So Ashley Ellis from Credit Suisse. You've referenced a lot of products and software features that you've released over the last few years. Are there areas that you want to invest more in, augment any holes in the portfolio? And the second part of the question was with the go-to-market as you have a more unified portfolio now, you're not selling what's on hand behind your back. How are you shifting that go to market or maybe you're not?

Ajay Singh

executive
#100

Yes. I'd say -- so from a portfolio standpoint, been discussing for us to kind of push the density road map and go denser and denser and then evolve the Purity, as somebody pointed out, to make sure it matches up. But that kind of -- that drives our core competitive edge. The next adjacency we are already going after the whole filer space. That's a huge untapped opportunity, so there's more work that we can do in the filer space. And then certainly beyond that, there are sort of other adjacent opportunities. The hyperscaler space is a big opportunity. Over there, we have to kind of modify it so to go into the core rather than go sell a complete array, we have to adjust it and sometimes maybe do a software license arrangement. But we sell our core IP that can potentially work with a more bespoke piece of hardware that they can go outsource it, buy from somebody else. So there's some flexibility, some flexible kind of investments we have to do that enable that flexibility. That opens up a huge market opportunity for us. And then certainly, on the cloud side, we talked about Cloud Block Store, and we have an Azure and AWS. Somebody mentioned what about GCP? And so tons to do. And the good news is we have a great investment profile. We invested a nice chunk in R&D. We have a global footprint so we can leverage the best talent in different locations and [indiscernible] higher in the upper quartile of the talent pool. So we get really tremendous talent in North America, in Prague, in Bangalore and using their footprint, we can truly go after all of these things.

* EXTRACTED RECORDS:

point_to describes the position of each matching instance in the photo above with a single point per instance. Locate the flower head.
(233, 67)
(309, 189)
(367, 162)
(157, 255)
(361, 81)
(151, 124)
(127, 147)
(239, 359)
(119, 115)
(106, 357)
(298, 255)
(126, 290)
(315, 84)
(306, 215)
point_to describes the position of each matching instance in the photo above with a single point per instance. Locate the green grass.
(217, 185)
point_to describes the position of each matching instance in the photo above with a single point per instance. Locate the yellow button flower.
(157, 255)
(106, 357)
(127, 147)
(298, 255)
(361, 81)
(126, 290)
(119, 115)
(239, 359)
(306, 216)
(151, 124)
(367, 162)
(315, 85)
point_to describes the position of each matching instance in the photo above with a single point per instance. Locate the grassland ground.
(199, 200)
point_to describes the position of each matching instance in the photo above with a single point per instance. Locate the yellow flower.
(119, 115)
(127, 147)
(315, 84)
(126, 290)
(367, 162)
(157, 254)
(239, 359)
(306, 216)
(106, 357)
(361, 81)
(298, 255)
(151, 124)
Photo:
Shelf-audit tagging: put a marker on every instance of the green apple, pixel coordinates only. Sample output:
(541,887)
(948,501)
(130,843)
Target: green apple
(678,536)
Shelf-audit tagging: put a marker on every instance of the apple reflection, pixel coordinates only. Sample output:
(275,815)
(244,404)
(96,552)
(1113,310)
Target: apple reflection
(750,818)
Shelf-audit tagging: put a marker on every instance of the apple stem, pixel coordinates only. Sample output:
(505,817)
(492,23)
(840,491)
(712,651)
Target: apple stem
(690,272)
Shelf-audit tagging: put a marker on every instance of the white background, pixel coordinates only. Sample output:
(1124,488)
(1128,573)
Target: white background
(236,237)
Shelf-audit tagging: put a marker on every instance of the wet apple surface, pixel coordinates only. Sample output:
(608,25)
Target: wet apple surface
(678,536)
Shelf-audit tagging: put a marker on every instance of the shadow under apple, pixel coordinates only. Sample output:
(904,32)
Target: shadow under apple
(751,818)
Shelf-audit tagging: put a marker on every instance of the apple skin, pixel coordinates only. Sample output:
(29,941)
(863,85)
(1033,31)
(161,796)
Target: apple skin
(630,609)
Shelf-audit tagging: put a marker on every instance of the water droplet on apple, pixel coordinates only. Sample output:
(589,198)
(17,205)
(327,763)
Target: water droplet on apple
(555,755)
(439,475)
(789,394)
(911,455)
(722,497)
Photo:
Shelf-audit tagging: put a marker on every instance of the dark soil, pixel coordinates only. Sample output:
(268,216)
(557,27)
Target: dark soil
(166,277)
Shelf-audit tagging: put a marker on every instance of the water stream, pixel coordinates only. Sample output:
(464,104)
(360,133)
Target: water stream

* TO BE DONE:
**a.** According to the call transcript, in which locations does the company get its talent?
**b.** In the call transcript, rewrite the stretch from "So Ashley Ellis" through "maybe you're not?", swapping "portfolio" for "product lineup".
**c.** Pick up the call transcript after its final sentence and carry it forward.

* ANSWERS FOR THE TASKS:
**a.** North America, Prague, and Bangalore.

**b.**
So Ashley Ellis from Credit Suisse. You've referenced a lot of products and software features that you've released over the last few years. Are there areas that you want to invest more in, augment any holes in the product lineup? And the second part of the question was with the go-to-market as you have a more unified product lineup now, you're not selling what's on hand behind your back. How are you shifting that go to market or maybe you're not?

**c.**
Charles Giancarlo

executive
#101

Yes. I would say that another example of things that we expect to invest quite heavily in is Pure Fusion, which we mentioned which started off in our FlashArray product line on block, but we're going to be taking through the entire product line. And so that's an important area. So we do -- while we expect to get greater product, we're going to keep the same level of technology investment intensiveness for quite some time, but we do expect to get productivity improvements from this fact that we've gone from only 3 years ago, for the most part, 100% engineering in -- on the Western U.S. to now a substantial investment in Prague, substantial investment in Bangalore. And we're going to balance out where we do that R&D, which is going to bring productivity up a little bit. But the -- to the sales force, we've been signaling, for the last 2 earnings calls, this change or this focus on sales training and inspection and management and so forth. And a lot of that was in anticipation of being -- of coming out with E and across our entire product line. It really fundamentally changes the sales approach from selling individual arrays into individual use case opportunities into selling a portfolio and selling the company actually as a partner to enterprise companies. I won't underestimate the task. It's a significant change in focus for our sales team, ergo, the big investment in how we are training them and in the ongoing training that we're doing every quarter.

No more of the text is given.